Assignment:
Retype all the records with nothing changed.

### Data for this exercise ###

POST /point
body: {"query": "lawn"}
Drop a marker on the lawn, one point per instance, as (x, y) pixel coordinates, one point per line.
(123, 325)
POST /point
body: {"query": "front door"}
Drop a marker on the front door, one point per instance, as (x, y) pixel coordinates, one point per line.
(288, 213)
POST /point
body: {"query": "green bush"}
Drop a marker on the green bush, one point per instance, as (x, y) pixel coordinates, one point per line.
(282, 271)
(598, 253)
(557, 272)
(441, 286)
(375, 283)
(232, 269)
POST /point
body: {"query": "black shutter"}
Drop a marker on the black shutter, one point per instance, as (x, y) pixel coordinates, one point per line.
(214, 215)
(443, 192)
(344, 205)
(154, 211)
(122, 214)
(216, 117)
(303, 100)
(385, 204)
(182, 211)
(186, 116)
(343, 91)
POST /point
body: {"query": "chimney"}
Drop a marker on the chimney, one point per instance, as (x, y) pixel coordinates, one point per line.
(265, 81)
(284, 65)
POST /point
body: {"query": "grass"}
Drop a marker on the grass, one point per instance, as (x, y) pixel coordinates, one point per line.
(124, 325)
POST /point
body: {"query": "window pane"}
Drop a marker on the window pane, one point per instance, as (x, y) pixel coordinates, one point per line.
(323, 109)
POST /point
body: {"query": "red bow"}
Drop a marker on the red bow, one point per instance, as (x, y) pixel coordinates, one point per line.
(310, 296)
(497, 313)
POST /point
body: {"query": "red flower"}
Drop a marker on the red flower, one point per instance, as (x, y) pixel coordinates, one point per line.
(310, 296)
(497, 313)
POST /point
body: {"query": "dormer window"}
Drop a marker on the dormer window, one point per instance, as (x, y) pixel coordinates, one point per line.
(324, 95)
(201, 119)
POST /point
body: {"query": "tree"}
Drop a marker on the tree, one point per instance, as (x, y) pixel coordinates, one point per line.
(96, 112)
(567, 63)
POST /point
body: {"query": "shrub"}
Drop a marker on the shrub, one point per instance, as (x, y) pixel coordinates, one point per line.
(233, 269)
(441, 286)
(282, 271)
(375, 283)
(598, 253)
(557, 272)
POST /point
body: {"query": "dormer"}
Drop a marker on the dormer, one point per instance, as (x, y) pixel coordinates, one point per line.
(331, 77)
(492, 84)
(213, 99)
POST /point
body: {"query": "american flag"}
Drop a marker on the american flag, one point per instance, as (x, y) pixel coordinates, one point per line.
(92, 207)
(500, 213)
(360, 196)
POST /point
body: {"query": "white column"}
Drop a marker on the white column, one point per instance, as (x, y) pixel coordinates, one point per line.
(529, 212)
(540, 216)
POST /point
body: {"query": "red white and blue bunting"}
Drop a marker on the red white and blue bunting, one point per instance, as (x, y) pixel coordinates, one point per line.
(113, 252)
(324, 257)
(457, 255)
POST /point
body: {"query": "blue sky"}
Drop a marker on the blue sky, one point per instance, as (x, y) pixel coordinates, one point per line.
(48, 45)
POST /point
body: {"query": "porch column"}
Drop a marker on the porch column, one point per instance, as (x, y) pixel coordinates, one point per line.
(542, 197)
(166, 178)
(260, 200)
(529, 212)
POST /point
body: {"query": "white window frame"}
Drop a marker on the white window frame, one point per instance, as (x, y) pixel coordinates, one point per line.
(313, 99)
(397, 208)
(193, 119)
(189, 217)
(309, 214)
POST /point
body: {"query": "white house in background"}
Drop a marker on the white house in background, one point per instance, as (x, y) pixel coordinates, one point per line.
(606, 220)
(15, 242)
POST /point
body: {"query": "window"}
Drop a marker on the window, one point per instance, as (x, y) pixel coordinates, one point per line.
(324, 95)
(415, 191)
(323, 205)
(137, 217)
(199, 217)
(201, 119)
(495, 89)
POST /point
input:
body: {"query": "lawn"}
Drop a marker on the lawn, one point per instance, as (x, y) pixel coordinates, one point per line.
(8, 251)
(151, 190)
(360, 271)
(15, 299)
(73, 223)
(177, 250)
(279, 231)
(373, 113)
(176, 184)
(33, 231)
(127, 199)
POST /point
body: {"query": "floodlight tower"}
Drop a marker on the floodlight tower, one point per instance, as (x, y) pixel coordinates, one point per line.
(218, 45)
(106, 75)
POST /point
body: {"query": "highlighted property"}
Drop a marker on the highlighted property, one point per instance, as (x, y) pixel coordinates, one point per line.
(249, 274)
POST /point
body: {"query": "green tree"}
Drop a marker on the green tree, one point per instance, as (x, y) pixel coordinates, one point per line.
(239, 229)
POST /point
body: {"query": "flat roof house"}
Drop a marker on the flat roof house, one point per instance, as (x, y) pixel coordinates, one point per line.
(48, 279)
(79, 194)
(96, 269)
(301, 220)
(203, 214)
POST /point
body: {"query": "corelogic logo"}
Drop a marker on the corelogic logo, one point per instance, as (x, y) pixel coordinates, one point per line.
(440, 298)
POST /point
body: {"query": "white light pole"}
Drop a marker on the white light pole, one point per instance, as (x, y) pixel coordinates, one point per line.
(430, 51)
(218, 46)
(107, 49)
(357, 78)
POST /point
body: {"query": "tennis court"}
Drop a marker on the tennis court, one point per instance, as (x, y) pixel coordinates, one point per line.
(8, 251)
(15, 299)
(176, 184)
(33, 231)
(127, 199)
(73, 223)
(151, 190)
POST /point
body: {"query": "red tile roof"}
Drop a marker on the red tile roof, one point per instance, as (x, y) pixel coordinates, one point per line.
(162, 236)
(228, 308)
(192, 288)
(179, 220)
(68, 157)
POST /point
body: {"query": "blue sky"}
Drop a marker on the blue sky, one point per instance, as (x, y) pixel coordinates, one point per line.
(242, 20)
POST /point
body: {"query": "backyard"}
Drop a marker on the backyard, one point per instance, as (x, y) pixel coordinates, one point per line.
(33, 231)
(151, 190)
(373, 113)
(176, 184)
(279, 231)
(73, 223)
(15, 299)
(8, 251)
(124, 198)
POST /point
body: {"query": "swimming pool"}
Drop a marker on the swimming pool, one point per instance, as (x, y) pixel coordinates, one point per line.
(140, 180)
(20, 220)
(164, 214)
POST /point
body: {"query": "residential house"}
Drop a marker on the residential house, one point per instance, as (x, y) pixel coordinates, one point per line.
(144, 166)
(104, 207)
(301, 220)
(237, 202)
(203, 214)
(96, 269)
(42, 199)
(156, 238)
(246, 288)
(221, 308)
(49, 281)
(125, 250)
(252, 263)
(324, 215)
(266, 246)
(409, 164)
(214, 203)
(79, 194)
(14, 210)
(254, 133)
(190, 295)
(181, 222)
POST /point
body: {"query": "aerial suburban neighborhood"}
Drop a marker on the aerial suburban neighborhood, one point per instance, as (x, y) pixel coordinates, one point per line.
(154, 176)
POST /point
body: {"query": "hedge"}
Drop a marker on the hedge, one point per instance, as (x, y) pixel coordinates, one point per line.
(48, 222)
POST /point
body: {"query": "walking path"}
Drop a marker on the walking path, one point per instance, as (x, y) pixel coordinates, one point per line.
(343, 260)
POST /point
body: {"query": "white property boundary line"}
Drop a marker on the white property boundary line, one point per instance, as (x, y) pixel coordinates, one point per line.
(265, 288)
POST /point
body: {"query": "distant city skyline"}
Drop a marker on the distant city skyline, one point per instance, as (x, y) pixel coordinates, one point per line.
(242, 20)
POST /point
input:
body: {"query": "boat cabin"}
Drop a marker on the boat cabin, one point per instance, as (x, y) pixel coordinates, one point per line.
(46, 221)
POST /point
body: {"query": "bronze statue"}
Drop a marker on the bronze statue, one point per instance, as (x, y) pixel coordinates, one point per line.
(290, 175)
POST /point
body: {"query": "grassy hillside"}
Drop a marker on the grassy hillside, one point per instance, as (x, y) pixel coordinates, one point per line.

###

Worked solution:
POST /point
body: {"query": "lawn"}
Drop a marker on the lawn, one point per instance, as (x, y) pixel coordinates, one point per line.
(123, 325)
POST /point
body: {"query": "front door"}
Drop a marker on the front door, one point per instance, as (x, y) pixel coordinates, one point per line.
(288, 213)
POST /point
body: {"query": "green bush"}
Drop a marker on the green bush, one point per instance, as (x, y) pixel coordinates, one point per line.
(282, 271)
(598, 253)
(557, 272)
(441, 286)
(375, 283)
(232, 269)
POST /point
body: {"query": "black shutter"}
Drop a marker on the black shutter, one point per instance, as (x, y) pixel coordinates, one point per line.
(214, 215)
(443, 192)
(344, 205)
(154, 211)
(122, 214)
(216, 117)
(303, 100)
(385, 204)
(182, 211)
(186, 116)
(343, 91)
POST /point
body: {"query": "chimney"}
Drop a marker on the chimney, one point per instance, as (x, y) pixel coordinates, one point per line.
(265, 81)
(284, 65)
POST /point
body: {"query": "grass"}
Drop a marker on the grass, one point per instance, as (x, y) pixel coordinates, one point per line.
(124, 325)
POST /point
body: {"query": "window pane"}
Drop a marker on the window pane, one point per instance, as (x, y) pixel coordinates, one point per line.
(323, 109)
POST /point
body: {"query": "red bow"}
Drop a marker on the red bow, one point per instance, as (x, y) pixel coordinates, one point per line.
(310, 296)
(497, 313)
POST /point
body: {"query": "red flower"}
Drop a marker on the red flower, one point per instance, as (x, y) pixel coordinates, one point per line.
(310, 296)
(497, 313)
POST /point
body: {"query": "dormer window"}
Drop a marker on the dormer window, one point per instance, as (x, y) pixel coordinates, one point per line.
(324, 95)
(201, 119)
POST /point
body: {"query": "tree"}
Drop a marker on the tree, one point per instance, as (x, y) pixel coordinates, one point per line.
(96, 112)
(567, 63)
POST /point
body: {"query": "shrub"}
Drop a marker on the shrub, one point per instance, as (x, y) pixel coordinates, one point per line.
(233, 269)
(441, 286)
(282, 271)
(375, 283)
(598, 253)
(557, 272)
POST /point
body: {"query": "dormer"}
Drop a marker on the dormer, one point per instance, as (x, y) pixel coordinates, one point per line.
(331, 77)
(492, 84)
(213, 99)
POST /point
body: {"query": "american flag"}
Drop a marker on the american flag, one point per instance, as (x, y) pixel coordinates, one point per line.
(92, 207)
(500, 213)
(360, 196)
POST /point
body: {"query": "white column"}
Drop a marker on the white column, one point per instance, as (x, y) pixel coordinates, one point per line.
(529, 212)
(540, 216)
POST /point
body: {"query": "red white and blue bunting"}
Drop a marker on the red white and blue bunting, one point per instance, as (x, y) pixel coordinates, one point per line.
(113, 252)
(324, 257)
(457, 255)
POST /point
body: {"query": "blue sky"}
Drop a marker on the blue sky, one point per instance, as (x, y) pixel coordinates, one point per line.
(48, 45)
POST /point
body: {"query": "porch column"}
Drop a marker on the porch column, one point per instance, as (x, y) pixel coordinates, one point per line.
(542, 197)
(166, 178)
(260, 200)
(529, 212)
POST /point
body: {"query": "white window frame"}
Drop a marker on the white window frame, one point per instance, as (x, y) pixel coordinates, one point per line.
(313, 99)
(397, 208)
(193, 119)
(189, 217)
(309, 214)
POST /point
body: {"query": "white house in background"}
Drop a marker on the white house in background, one point per instance, as (x, y) pixel coordinates, one point per line.
(606, 220)
(15, 242)
POST /point
body: {"query": "window"}
Drop a marker on the window, one point per instance, as (x, y) pixel coordinates, one point per line.
(324, 95)
(415, 191)
(323, 205)
(137, 217)
(199, 217)
(201, 119)
(495, 89)
POST /point
input:
body: {"query": "lawn"}
Drop a marker on the lawn, one point per instance, as (x, y) pixel coordinates, one point per line.
(8, 251)
(151, 190)
(360, 271)
(15, 299)
(73, 223)
(177, 250)
(279, 231)
(373, 113)
(176, 184)
(33, 231)
(127, 199)
POST /point
body: {"query": "floodlight tower"}
Drop a marker on the floodlight tower, one point per instance, as (x, y) pixel coordinates, one point per line.
(218, 45)
(106, 75)
POST /point
body: {"query": "highlighted property"}
Drop a marker on the highlighted property, one point per instance, as (x, y) pixel coordinates, one point per line.
(249, 274)
POST /point
body: {"query": "green tree"}
Drop a marker on the green tree, one point per instance, as (x, y) pixel coordinates, one point per line.
(239, 229)
POST /point
body: {"query": "flat roof house"}
Drop a marker on the flat roof house, one point per instance, as (x, y) pixel coordinates, one point per line.
(48, 279)
(79, 194)
(96, 269)
(301, 220)
(203, 214)
POST /point
body: {"query": "corelogic logo"}
Drop a marker on the corelogic logo, one point per instance, as (x, y) pixel coordinates, one point per line.
(440, 298)
POST /point
body: {"query": "white light pole"}
Drop a marker on the white light pole, one point per instance, as (x, y) pixel coordinates, one point per line.
(430, 51)
(218, 46)
(107, 49)
(357, 78)
POST /point
body: {"query": "tennis court"}
Drop a marker on the tennis court, one point per instance, as (x, y) pixel coordinates, one point per line.
(8, 251)
(15, 299)
(176, 184)
(33, 231)
(127, 199)
(73, 223)
(151, 190)
POST /point
body: {"query": "red tile roof"}
Drop a marker on the red tile roof, one point per instance, as (x, y) pixel coordinates, one point per line.
(162, 236)
(228, 308)
(192, 288)
(179, 220)
(68, 157)
POST /point
body: {"query": "blue sky"}
Drop a marker on the blue sky, one point per instance, as (x, y) pixel coordinates, one point per line.
(242, 20)
POST /point
body: {"query": "backyard"}
Drop a marker on the backyard, one point per instance, as (x, y) pixel coordinates, one point per line.
(33, 231)
(151, 190)
(373, 113)
(176, 184)
(279, 231)
(73, 223)
(15, 299)
(8, 251)
(124, 198)
POST /point
body: {"query": "swimming pool"}
Drop a marker on the swimming pool, one point per instance, as (x, y) pixel coordinates, one point per line.
(140, 180)
(20, 220)
(164, 214)
POST /point
body: {"query": "residential house"}
Drop a marker on the residential house, one point per instance, as (x, y) pixel coordinates, one point per line.
(144, 166)
(104, 207)
(301, 220)
(237, 202)
(203, 214)
(96, 269)
(42, 199)
(156, 238)
(246, 288)
(221, 308)
(49, 281)
(125, 250)
(252, 263)
(324, 215)
(266, 246)
(409, 164)
(214, 203)
(79, 194)
(14, 210)
(254, 133)
(190, 295)
(181, 222)
POST /point
body: {"query": "aerial suburban neighborhood"}
Drop a marker on the aerial suburban neighborhood, one point per instance, as (x, y) pixel coordinates, one point per line.
(154, 176)
POST /point
body: {"query": "hedge"}
Drop a marker on the hedge, one point per instance, as (x, y) pixel coordinates, one point per line.
(48, 222)
POST /point
body: {"query": "walking path"}
Drop a marker on the walking path, one point per instance, as (x, y) pixel coordinates, one point per line.
(343, 260)
POST /point
body: {"query": "white property boundary line"}
Drop a marker on the white property boundary line, one point per instance, as (x, y) pixel coordinates, one point per line.
(265, 288)
POST /point
body: {"query": "distant city skyline"}
Drop a marker on the distant city skyline, one point per instance, as (x, y) pixel coordinates, one point per line.
(242, 20)
POST /point
input:
body: {"query": "boat cabin"}
Drop a marker on the boat cabin, one point per instance, as (x, y) pixel coordinates, one point per line.
(46, 221)
POST /point
body: {"query": "bronze statue"}
Drop a marker on the bronze statue, one point per instance, as (x, y) pixel coordinates, one point per line.
(290, 175)
POST /point
body: {"query": "grassy hillside"}
Drop a marker on the grassy hillside, one point per instance, as (x, y) pixel coordinates, one point per line.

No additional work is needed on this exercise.